[Start Recorded information]

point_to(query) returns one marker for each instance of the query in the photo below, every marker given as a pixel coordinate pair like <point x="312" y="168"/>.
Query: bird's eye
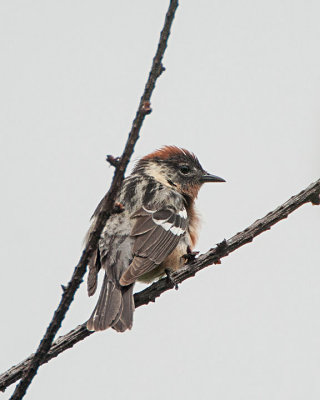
<point x="184" y="169"/>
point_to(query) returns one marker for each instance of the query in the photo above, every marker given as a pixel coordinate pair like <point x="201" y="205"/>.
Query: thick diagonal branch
<point x="104" y="212"/>
<point x="311" y="194"/>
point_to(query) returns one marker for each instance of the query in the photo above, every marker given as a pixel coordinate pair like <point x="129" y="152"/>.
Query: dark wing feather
<point x="156" y="233"/>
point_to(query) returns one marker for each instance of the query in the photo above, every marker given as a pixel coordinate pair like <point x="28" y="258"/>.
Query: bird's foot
<point x="170" y="278"/>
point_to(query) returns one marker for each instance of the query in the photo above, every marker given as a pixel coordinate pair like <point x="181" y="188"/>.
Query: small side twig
<point x="152" y="292"/>
<point x="114" y="161"/>
<point x="105" y="211"/>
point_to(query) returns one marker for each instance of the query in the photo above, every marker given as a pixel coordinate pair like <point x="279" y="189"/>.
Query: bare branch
<point x="105" y="210"/>
<point x="213" y="256"/>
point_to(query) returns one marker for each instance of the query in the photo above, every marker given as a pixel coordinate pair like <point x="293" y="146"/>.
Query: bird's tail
<point x="114" y="308"/>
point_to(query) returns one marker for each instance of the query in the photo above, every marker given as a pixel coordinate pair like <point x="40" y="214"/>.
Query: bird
<point x="150" y="238"/>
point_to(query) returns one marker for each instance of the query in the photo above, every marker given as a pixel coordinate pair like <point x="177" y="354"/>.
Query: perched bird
<point x="158" y="226"/>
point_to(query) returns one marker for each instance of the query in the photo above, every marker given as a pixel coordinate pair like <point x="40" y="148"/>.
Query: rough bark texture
<point x="213" y="256"/>
<point x="105" y="211"/>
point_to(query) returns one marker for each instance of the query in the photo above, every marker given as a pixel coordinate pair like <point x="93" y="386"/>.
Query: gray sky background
<point x="242" y="91"/>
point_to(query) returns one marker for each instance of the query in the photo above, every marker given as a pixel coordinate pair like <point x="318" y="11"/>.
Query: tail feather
<point x="126" y="318"/>
<point x="114" y="308"/>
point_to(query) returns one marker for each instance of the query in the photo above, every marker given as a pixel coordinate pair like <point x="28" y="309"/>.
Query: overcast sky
<point x="241" y="90"/>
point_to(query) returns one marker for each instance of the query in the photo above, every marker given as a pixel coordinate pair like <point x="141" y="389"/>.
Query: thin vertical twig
<point x="104" y="211"/>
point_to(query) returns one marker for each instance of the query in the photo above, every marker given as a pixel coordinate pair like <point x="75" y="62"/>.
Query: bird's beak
<point x="210" y="178"/>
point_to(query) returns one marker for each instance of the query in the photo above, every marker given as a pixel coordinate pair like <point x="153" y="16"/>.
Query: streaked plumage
<point x="156" y="228"/>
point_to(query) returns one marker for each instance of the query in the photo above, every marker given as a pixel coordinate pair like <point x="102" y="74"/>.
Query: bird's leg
<point x="190" y="256"/>
<point x="170" y="278"/>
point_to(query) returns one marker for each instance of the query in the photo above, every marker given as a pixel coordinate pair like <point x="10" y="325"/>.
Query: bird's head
<point x="176" y="168"/>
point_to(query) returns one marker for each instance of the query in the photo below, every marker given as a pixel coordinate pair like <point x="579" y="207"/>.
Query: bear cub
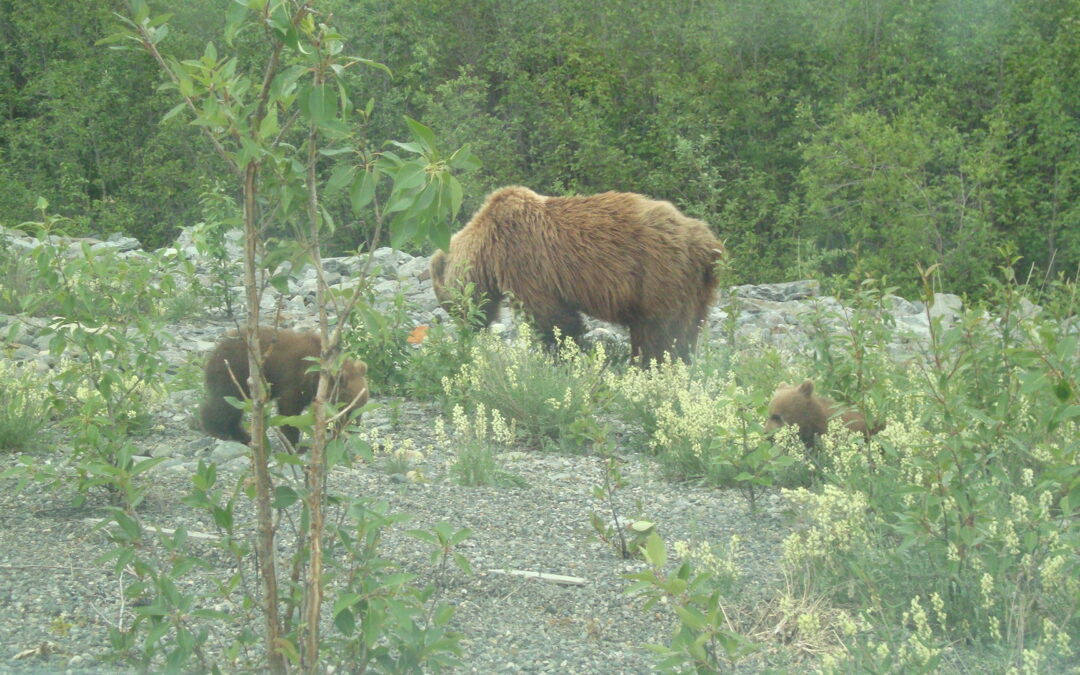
<point x="285" y="367"/>
<point x="811" y="414"/>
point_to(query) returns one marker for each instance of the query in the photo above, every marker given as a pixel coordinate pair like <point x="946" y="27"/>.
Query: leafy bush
<point x="474" y="442"/>
<point x="553" y="401"/>
<point x="25" y="405"/>
<point x="963" y="509"/>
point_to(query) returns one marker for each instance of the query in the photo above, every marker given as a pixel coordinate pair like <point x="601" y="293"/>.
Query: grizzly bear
<point x="811" y="414"/>
<point x="285" y="367"/>
<point x="618" y="256"/>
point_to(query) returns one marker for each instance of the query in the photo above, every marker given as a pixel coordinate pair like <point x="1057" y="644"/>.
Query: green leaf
<point x="284" y="497"/>
<point x="374" y="64"/>
<point x="402" y="230"/>
<point x="656" y="553"/>
<point x="346" y="601"/>
<point x="322" y="104"/>
<point x="362" y="192"/>
<point x="456" y="196"/>
<point x="345" y="622"/>
<point x="464" y="160"/>
<point x="342" y="175"/>
<point x="421" y="134"/>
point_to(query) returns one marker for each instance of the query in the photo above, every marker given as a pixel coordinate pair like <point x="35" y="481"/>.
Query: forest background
<point x="815" y="136"/>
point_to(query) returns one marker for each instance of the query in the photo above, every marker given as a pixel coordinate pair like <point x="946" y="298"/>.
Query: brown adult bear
<point x="811" y="414"/>
<point x="285" y="368"/>
<point x="617" y="256"/>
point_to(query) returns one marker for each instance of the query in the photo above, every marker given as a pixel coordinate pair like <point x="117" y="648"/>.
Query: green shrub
<point x="474" y="441"/>
<point x="553" y="401"/>
<point x="25" y="405"/>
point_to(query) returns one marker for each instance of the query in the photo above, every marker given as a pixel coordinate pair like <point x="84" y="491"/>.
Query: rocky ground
<point x="57" y="603"/>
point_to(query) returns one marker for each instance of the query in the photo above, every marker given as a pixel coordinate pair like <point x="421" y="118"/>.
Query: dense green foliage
<point x="815" y="136"/>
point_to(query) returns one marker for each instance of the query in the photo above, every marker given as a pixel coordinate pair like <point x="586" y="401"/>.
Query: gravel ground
<point x="56" y="602"/>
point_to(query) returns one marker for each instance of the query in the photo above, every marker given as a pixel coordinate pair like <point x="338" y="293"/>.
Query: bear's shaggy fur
<point x="618" y="256"/>
<point x="285" y="368"/>
<point x="811" y="414"/>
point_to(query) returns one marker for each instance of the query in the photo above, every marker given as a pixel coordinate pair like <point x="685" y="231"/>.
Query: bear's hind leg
<point x="569" y="323"/>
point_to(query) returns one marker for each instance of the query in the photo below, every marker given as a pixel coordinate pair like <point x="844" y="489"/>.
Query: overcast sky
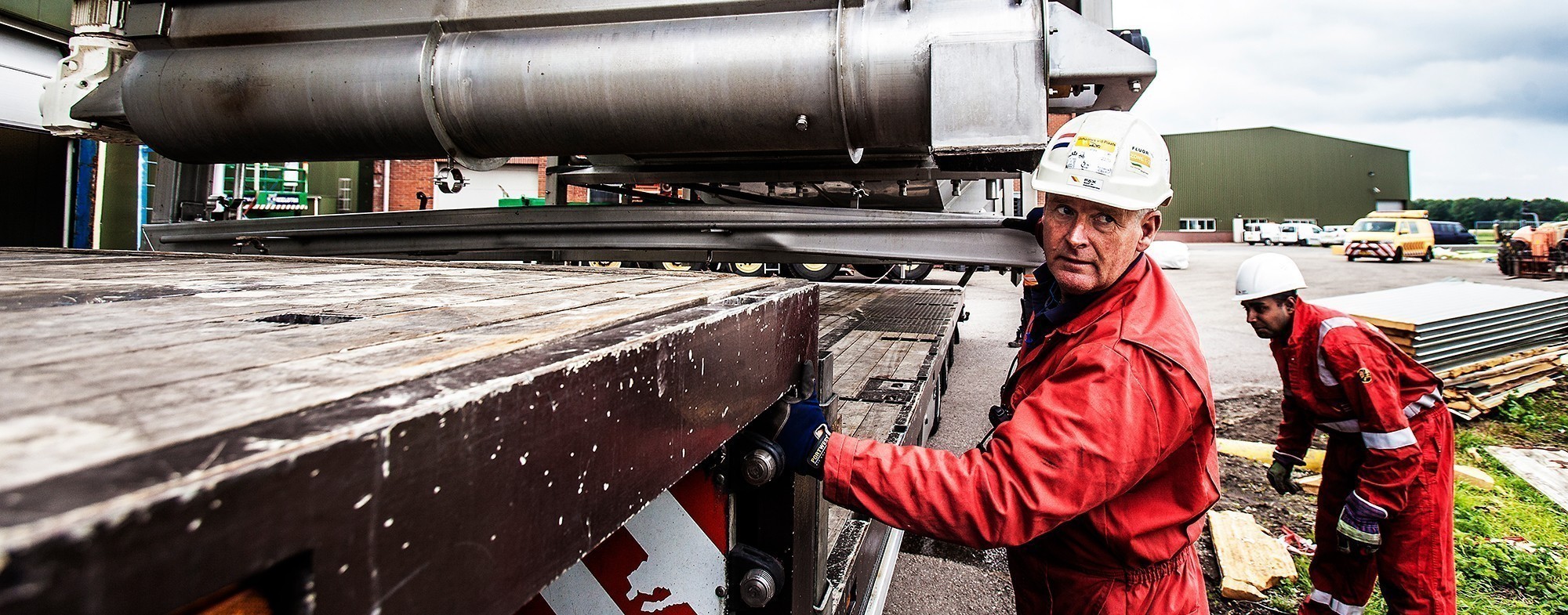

[End Recorded information]

Every entry should be returned exactly as written, minus the pictures.

point_to(query) returns one marker for each instance of the query in the photo below, every marker given as a pixel coordinate pair like <point x="312" y="168"/>.
Query: bird's eye
<point x="184" y="169"/>
point_to(query) returns one marker for each instance of the query in the photo above, every marker given as a pixel coordinate pair like <point x="201" y="205"/>.
Query: thick diagonal branch
<point x="104" y="212"/>
<point x="311" y="194"/>
point_to(query) returns one marker for each instance of the query in the photo above, every marker given as a pixel coordinate pair like <point x="129" y="152"/>.
Query: dark wing feather
<point x="156" y="233"/>
point_to(query) returns one marker for each instance of the query in the photo above, every marker given as a pixel coordinate pair like <point x="28" y="258"/>.
Query: bird's foot
<point x="170" y="278"/>
point_to(query) returns one marker for each instance of the query in the photo above, every marker given as a pixel coordinate pair like <point x="181" y="188"/>.
Query: small side twig
<point x="152" y="292"/>
<point x="114" y="161"/>
<point x="105" y="211"/>
point_to(query) returns one marker for each instance of the query in the photo above, every marker given as a pixel coordinate pair like <point x="279" y="189"/>.
Query: bare branch
<point x="105" y="210"/>
<point x="213" y="256"/>
point_to(query) returns one marker for each instance of the query in the photo above, every marker given as a pixel coordinate pair like <point x="293" y="146"/>.
Query: bird's tail
<point x="114" y="308"/>
point_to(query) returns one marker for each instance of the query in the photo above, every marker given as a pixel coordinate pair like <point x="40" y="214"/>.
Query: bird
<point x="150" y="238"/>
point_to(query) returns one marker for each instance of the query in the photo above, every marker given as a pixel coordinate pair like <point x="177" y="354"/>.
Query: perched bird
<point x="158" y="226"/>
point_to(query) returns one marker for each instance of the query in the photo above, every marker given as a pixel coordinate pair like <point x="40" y="148"/>.
Query: rough bark texture
<point x="213" y="256"/>
<point x="105" y="211"/>
point_to(query) returns one marker for each instance of the query in the photo above, every marker given as a pixel coordinate pair like <point x="93" y="386"/>.
Query: gray sky background
<point x="242" y="91"/>
point_to(query) returns one marker for each instance of the query in the photo above, every marker given as a pixel coordinate pair like <point x="318" y="11"/>.
Query: tail feather
<point x="126" y="318"/>
<point x="114" y="308"/>
point_to(query) returns one marker for each instance of the query in the photo above, every marker given as a pixel coordinate pair like <point x="28" y="309"/>.
Query: overcast sky
<point x="241" y="90"/>
point_to(query) returns one marker for each instance of the query in the photo above, every marker given as a pixel coordinate pair like <point x="141" y="389"/>.
Query: thin vertical twig
<point x="104" y="211"/>
point_to(query) returns one marker for each instance of the query in the photo above, every marker given as a pixel coordinate pair like <point x="75" y="62"/>.
Query: bird's beak
<point x="210" y="178"/>
point_to(query) returns one marker for each instance of the query in the photo above, every marker given as a pixel coordinate pair like <point x="153" y="16"/>.
Query: streaked plumage
<point x="156" y="228"/>
point_to(query) returns one marker for each instance of the query in the photo above, every marker given as a pixel coordinate pair like <point x="102" y="74"/>.
Query: bird's leg
<point x="190" y="256"/>
<point x="170" y="278"/>
point_to(query) returns one marker for each instance of the query in the photo above, every marker given as a pixel coordinate pair like <point x="10" y="325"/>.
Query: bird's head
<point x="176" y="168"/>
point_to(query) returns one marker for each instance of the query in the photo below, every marker given as a pixel coordinate pair like <point x="579" y="207"/>.
Query: bear cub
<point x="285" y="367"/>
<point x="811" y="414"/>
point_to(query) returns one marker for each instance of the query in the photo above, every marker given as a pixel coordinate pair like <point x="946" y="27"/>.
Query: leafy bush
<point x="474" y="442"/>
<point x="553" y="401"/>
<point x="25" y="405"/>
<point x="963" y="509"/>
point_to(query) returns one marker for each instance of the query in the photo above, every marker given as a pixel coordinate pair like <point x="601" y="293"/>.
Query: grizzly bear
<point x="811" y="414"/>
<point x="285" y="367"/>
<point x="618" y="256"/>
point_to(query) returns one marker for each instance of the query in the photo above, every marker given as a pixel coordinate pair like <point x="1057" y="644"/>.
Query: green leaf
<point x="284" y="497"/>
<point x="374" y="64"/>
<point x="402" y="230"/>
<point x="656" y="553"/>
<point x="346" y="601"/>
<point x="322" y="104"/>
<point x="362" y="192"/>
<point x="456" y="196"/>
<point x="345" y="622"/>
<point x="464" y="160"/>
<point x="342" y="175"/>
<point x="421" y="134"/>
point_to(query) returns one marker for each instance of the query in the photo above, every marker given as a pixel coordinate pair like <point x="35" y="481"/>.
Query: forest background
<point x="815" y="136"/>
point_to(query) returns one marker for each instance of the query in the photo above, every marker given as a pixel coordinate pair like <point x="946" y="298"/>.
Query: brown adult bear
<point x="811" y="414"/>
<point x="285" y="368"/>
<point x="617" y="256"/>
point_to(query) returns one marker for each instance of the query in the photo above, every marker given as a pixel coordinate pair like <point x="117" y="648"/>.
Query: green shrub
<point x="474" y="441"/>
<point x="553" y="401"/>
<point x="25" y="405"/>
point_to(query) returns one marker for each instance of the query in the photo above, every marker given as a pixel coordinate pair like <point x="84" y="491"/>.
Query: rocky ground
<point x="57" y="603"/>
point_to(query) returns one marker for each instance of the query in the photo above, every marker given as a pixel coordinate pair like <point x="421" y="118"/>.
Query: dense green foliage
<point x="815" y="136"/>
point_to(query) returns one marker for each instance of the query in the photo above, every marker given as a pixel coordinate pair like <point x="586" y="401"/>.
Query: gravel ground
<point x="56" y="602"/>
point_to(query) returns one marker for each instance of the query in the photo above, every marker given as a pixel coordinate pair like <point x="338" y="293"/>.
Query: bear's shaggy fur
<point x="618" y="256"/>
<point x="285" y="368"/>
<point x="811" y="414"/>
point_to(query) returns one marker for each instance of the query in the photo above, every marker given as a pixel coordinate pair like <point x="685" y="231"/>.
Query: bear's hind leg
<point x="569" y="323"/>
point_to(query) returns one marker for each instance of the query in the photo below, every marker given as a pixel coordinate pair like <point x="844" y="489"/>.
Query: overcast sky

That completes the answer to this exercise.